REQUIREMENT => Copy the records below exactly as they appear.

DATA SUPPLIED =>
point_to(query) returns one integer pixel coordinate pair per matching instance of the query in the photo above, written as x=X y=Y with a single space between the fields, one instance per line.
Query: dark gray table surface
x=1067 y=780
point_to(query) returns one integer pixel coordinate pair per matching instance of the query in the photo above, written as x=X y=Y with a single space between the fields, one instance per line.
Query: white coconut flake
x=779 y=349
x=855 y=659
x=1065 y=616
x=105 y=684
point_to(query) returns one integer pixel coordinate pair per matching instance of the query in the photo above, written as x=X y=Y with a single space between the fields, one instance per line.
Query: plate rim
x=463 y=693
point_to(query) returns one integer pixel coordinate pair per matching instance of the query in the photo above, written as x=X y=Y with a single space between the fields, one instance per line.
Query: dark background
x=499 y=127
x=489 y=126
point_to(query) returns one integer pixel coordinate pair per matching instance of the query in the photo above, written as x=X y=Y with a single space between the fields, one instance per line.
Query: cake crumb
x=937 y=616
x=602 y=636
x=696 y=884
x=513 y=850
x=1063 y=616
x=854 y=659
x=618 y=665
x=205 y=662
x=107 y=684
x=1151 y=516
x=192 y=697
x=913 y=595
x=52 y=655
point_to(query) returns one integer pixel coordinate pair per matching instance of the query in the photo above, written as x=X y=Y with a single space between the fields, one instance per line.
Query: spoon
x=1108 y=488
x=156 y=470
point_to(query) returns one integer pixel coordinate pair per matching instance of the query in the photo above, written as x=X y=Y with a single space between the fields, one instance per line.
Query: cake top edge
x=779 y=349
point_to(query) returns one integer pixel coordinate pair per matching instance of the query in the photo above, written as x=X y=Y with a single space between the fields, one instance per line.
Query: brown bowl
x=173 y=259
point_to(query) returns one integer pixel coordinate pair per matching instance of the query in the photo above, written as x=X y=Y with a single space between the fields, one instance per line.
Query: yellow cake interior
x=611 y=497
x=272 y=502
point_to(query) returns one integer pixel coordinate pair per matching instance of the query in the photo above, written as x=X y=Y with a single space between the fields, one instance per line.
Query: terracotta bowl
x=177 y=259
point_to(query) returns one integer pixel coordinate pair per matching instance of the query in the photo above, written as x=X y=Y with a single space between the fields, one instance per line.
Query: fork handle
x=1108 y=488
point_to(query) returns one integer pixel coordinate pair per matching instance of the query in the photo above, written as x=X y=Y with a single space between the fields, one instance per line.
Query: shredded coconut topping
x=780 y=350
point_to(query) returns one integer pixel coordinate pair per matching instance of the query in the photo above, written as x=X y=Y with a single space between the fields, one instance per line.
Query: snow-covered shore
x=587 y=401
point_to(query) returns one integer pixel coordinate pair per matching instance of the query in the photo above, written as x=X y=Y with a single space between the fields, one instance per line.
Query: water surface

TASK ANSWER =>
point_to(query) returns one integer pixel coordinate pair per matching instance of the query in the photo above, written as x=X y=Y with a single space between the fields, one instance per line.
Query: dark gray table surface
x=1067 y=780
point_to(query) returns one integer pixel coordinate pair per matching instance of the query in the photo above, written as x=X y=Y with a single space between the fields, one instance per line.
Query: white coconut flake
x=779 y=349
x=855 y=659
x=1065 y=616
x=105 y=684
point_to(query) returns one integer pixel coordinate pair per matching instance of the query in the photo above, written as x=X y=Y with a single space between the fields, one instance per line.
Query: plate rim
x=463 y=693
point_to(query) returns one integer pixel coordinate pair per matching instance of the query in the photo above, written as x=X y=Y with a single space between the fields, one instance per line.
Query: dark background
x=499 y=127
x=489 y=126
point_to(query) returns one integer pixel coordinate pair per matching instance of the query in the photo above, written as x=X y=Y with a single space between the fields, one instance per line.
Query: cake crumb
x=937 y=616
x=602 y=636
x=696 y=884
x=513 y=850
x=1063 y=616
x=854 y=659
x=618 y=665
x=205 y=662
x=107 y=684
x=1151 y=516
x=192 y=697
x=913 y=595
x=52 y=655
point_to(query) returns one integer pixel coordinate pair per matching instance of the query in the photo above, written as x=X y=Y with a single space between the fields, one instance per line.
Query: spoon
x=1108 y=488
x=156 y=470
point_to(query) returns one integer pixel coordinate pair per matching instance of the query in the photo above, written as x=X y=Y with a single space between the fields, one instance per line.
Query: cake top edge
x=779 y=349
point_to(query) returns one integer pixel coordinate pair per matching instance of the query in the photo above, written as x=X y=Y with a single space between the fields, one instance per line.
Query: brown bowl
x=173 y=259
point_to(query) returns one integer pixel coordinate pair per matching instance of the query in the photo above, written as x=X y=Y with a single space between the fields, one instance per line.
Query: yellow cake interior
x=611 y=497
x=272 y=502
point_to(query) returns one integer pixel coordinate pair per matching instance of the query in the photo above, written as x=X y=Y with a single space between the fields, one instance per line.
Query: terracotta bowl
x=177 y=259
point_to(query) returns one integer pixel coordinate pair per matching instance of the query in the photo above, written as x=X y=Y with a single space between the fields, one instance per line.
Query: fork handle
x=1108 y=488
point_to(query) returns one integer pixel coordinate pair per matching instance of the query in the photo above, written as x=X y=Y with a single space between the fields, one instance per line.
Query: shredded coconut topping
x=780 y=350
point_to(query) returns one integer pixel coordinate pair per matching instance of the query in the photo above, written as x=X y=Y with a single space between the fields, one instance per line.
Query: snow-covered shore
x=587 y=401
point_to(query) returns one integer pixel coordinate pair per matching instance of the query in the photo above, written as x=X y=Y with a single space between the fields, one instance per line.
Query: water surface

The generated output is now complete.